Selected text:
+---+
When it comes to HR technology, it’s always puzzled me why talent acquisition and corporate learning were always viewed as something apart from “talent management.” That separation has largely fallen away over the past few years — especially as much of the hottest innovation in the industry has emerged from these two categories. However, when it comes to learning technology, the silo mentality is alive and well.
In the research report on learning technology buyers that we did last year in conjunction with Brandon Hall Group and the Human Capital Institute, one of the key insights was corporate learning moving to the center of the talent technology stack. At the enterprise level, learning is moving across and down into the organization. At the midmarket and SMB levels, interest in and adoption of learning technology is exploding.
What I saw at ATD’s TechKnowledge Expo in Las Vegas certainly validated our point of view. Buyers were there and they knew what they were looking for. Although the conventional wisdom says events are a lead-generation, top-of-the-funnel activity, what actually seems to be going on is that events are closer to a mid-funnel, due diligence activity. Buyers are refining their short lists of vendors they’re already familiar with, not looking for solutions to business pains.
+---+
Provided records:
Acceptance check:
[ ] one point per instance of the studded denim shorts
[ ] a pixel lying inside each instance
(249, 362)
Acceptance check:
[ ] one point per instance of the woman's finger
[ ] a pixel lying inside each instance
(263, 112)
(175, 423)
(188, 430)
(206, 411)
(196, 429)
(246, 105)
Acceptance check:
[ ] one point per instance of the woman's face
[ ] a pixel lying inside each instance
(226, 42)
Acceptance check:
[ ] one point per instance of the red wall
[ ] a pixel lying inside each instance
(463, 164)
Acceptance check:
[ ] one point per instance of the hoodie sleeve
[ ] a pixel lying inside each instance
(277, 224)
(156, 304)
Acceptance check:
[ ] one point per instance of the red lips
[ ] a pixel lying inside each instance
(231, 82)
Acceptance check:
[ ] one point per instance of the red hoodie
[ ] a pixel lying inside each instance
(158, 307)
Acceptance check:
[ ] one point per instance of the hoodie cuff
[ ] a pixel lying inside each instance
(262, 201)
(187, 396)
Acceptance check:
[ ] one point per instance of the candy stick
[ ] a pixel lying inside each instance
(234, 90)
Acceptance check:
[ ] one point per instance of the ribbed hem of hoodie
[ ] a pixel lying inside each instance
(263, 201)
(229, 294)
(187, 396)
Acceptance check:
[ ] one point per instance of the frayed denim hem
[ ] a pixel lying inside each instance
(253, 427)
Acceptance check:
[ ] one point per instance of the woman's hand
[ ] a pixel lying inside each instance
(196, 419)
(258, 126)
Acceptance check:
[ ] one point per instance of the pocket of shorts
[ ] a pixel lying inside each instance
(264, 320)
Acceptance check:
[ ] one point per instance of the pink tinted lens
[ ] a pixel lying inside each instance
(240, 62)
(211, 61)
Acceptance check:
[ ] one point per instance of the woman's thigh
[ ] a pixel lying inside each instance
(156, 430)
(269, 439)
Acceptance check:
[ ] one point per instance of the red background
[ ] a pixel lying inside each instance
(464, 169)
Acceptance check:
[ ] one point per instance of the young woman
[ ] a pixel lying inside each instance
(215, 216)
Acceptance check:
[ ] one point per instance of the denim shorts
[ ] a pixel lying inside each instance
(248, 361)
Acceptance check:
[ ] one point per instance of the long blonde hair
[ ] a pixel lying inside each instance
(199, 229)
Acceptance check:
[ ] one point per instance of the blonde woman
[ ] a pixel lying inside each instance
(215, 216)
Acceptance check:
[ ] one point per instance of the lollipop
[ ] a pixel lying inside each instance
+---+
Tasks to carry out:
[a] In the piece on learning technology, which organizations worked with the author's firm on last year's research report on learning technology buyers?
[b] Print the piece on learning technology from "In the research" up to and including "technology is exploding.".
The data is separate material, apart from the piece on learning technology.

Solutions for each task:
[a] Brandon Hall Group and the Human Capital Institute.

[b]
In the research report on learning technology buyers that we did last year in conjunction with Brandon Hall Group and the Human Capital Institute, one of the key insights was corporate learning moving to the center of the talent technology stack. At the enterprise level, learning is moving across and down into the organization. At the midmarket and SMB levels, interest in and adoption of learning technology is exploding.